■ SHORT EXERCISE:
Reproduce the data from the line with "formatted like [1099,805]." up to and including the line with "Query: front alloy wheel", substituting "steel wheel" for every occurrence of "alloy wheel" and changing nothing else. Return only those lines.

■ RECORD EXCERPTS:
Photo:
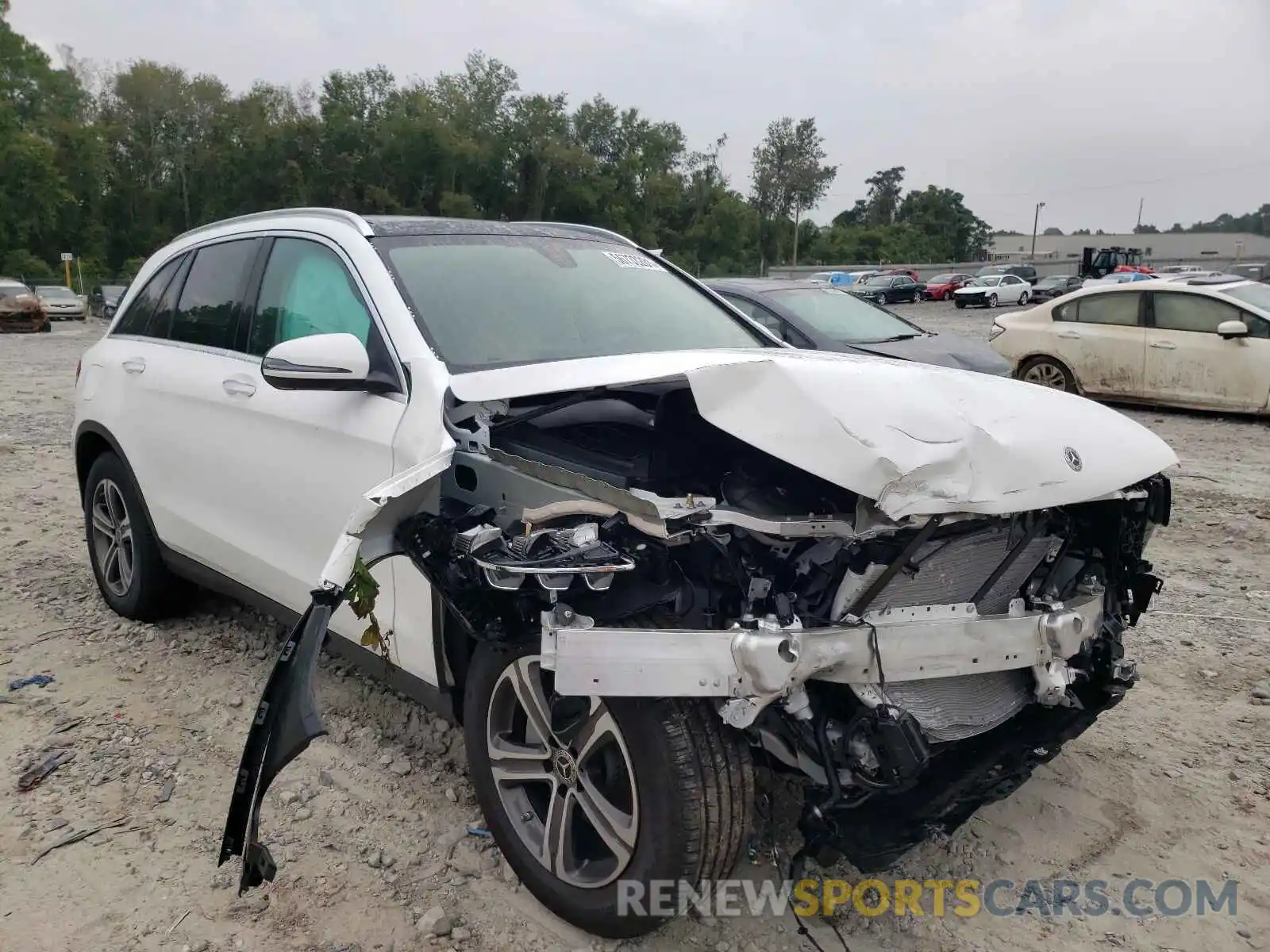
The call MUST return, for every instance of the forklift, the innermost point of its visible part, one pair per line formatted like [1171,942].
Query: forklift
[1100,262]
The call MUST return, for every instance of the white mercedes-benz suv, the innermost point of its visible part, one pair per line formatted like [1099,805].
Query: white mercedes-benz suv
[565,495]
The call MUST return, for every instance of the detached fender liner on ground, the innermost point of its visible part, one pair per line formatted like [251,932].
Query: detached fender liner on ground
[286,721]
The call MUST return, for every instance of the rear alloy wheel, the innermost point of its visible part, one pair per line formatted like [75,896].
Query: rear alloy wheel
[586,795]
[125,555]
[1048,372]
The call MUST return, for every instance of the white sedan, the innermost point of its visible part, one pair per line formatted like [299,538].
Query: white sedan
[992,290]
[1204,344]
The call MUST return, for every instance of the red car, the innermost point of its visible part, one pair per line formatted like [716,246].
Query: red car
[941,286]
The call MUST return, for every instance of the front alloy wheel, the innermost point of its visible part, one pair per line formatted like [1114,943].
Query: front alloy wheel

* * *

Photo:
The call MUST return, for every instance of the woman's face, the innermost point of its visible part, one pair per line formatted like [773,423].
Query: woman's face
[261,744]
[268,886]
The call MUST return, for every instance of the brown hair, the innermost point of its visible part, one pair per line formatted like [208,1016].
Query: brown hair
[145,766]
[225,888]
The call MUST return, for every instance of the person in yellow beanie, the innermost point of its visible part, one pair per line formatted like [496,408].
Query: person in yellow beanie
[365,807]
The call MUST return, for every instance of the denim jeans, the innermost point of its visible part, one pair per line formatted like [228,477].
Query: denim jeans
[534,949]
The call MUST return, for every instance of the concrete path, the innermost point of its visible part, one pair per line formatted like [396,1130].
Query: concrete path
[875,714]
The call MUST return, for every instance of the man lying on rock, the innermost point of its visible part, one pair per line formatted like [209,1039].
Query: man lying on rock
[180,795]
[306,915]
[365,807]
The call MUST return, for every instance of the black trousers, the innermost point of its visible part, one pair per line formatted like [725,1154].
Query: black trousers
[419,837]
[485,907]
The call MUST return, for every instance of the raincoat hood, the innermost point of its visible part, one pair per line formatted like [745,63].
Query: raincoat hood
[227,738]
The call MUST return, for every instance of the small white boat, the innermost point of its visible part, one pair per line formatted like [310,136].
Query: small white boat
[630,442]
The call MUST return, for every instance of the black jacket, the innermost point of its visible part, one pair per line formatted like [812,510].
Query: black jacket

==

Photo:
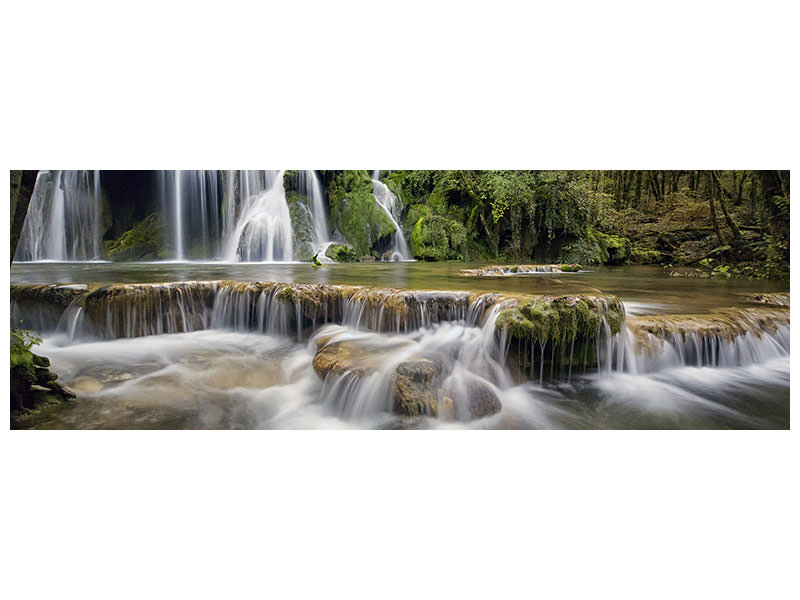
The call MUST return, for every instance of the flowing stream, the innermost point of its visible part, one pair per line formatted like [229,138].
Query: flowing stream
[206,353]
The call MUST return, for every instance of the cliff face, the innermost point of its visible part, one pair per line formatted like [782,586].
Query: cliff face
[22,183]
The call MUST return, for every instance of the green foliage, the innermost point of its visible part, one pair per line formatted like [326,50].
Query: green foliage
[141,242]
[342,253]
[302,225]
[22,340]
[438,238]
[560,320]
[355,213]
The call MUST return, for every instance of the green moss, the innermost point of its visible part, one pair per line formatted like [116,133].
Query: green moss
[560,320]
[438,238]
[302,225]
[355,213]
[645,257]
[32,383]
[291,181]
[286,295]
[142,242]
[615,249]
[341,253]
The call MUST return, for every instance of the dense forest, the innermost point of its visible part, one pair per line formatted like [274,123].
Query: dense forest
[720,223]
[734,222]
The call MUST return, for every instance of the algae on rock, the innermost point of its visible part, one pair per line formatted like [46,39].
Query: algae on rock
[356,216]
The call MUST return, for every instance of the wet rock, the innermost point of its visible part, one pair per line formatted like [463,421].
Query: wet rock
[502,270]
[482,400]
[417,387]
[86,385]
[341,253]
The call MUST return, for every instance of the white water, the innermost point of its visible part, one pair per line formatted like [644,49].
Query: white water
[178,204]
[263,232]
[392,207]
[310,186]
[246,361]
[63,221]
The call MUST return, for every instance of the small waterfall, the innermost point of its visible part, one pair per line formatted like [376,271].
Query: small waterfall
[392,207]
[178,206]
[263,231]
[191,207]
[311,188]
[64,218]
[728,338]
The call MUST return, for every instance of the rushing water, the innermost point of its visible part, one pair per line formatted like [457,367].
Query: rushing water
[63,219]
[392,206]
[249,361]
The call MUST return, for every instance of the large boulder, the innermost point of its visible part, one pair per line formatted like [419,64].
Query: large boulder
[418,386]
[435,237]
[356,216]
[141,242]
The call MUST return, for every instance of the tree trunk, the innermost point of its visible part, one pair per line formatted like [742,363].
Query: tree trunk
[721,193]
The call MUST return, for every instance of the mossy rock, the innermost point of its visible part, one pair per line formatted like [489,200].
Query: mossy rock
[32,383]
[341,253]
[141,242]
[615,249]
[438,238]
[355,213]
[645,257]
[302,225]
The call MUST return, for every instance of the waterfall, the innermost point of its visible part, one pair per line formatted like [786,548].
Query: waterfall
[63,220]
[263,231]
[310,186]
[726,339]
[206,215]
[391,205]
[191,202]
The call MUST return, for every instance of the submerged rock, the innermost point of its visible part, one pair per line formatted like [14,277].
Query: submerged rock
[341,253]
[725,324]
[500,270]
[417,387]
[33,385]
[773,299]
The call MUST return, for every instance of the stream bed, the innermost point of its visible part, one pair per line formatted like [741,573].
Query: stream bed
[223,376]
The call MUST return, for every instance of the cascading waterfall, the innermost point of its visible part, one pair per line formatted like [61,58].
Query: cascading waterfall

■ TASK ANSWER:
The call MUST return, for every instance of the white mercedes-benz suv, the innermost point of its visible part, one pair per line formatted like [1099,805].
Query: white mercedes-benz suv
[565,495]
The call MUST return, for every instance of the detached fender liner on ground, the innermost point of its visible part, one pair per line formatted like [251,932].
Query: detached fender liner on ground
[286,721]
The call MUST return, for every instance of the rear steel wheel, the innermost point of its visible part, one pair per line formatted like [75,896].
Query: rear steel wheel
[586,795]
[125,555]
[1048,372]
The call MUST return, for every instance of the white sedan, the innermost point of its visible part, one pair per line formatted like [299,538].
Query: white sedan
[992,290]
[1204,344]
The call MUST return, for every instance of the red car, the innermost point of its visible part, one pair per line formatted like [716,246].
Query: red car
[941,286]
The call MUST return, for every instance of the front steel wheel, the innermost point of its visible part, one pair per line formatted like [1114,943].
Query: front steel wheel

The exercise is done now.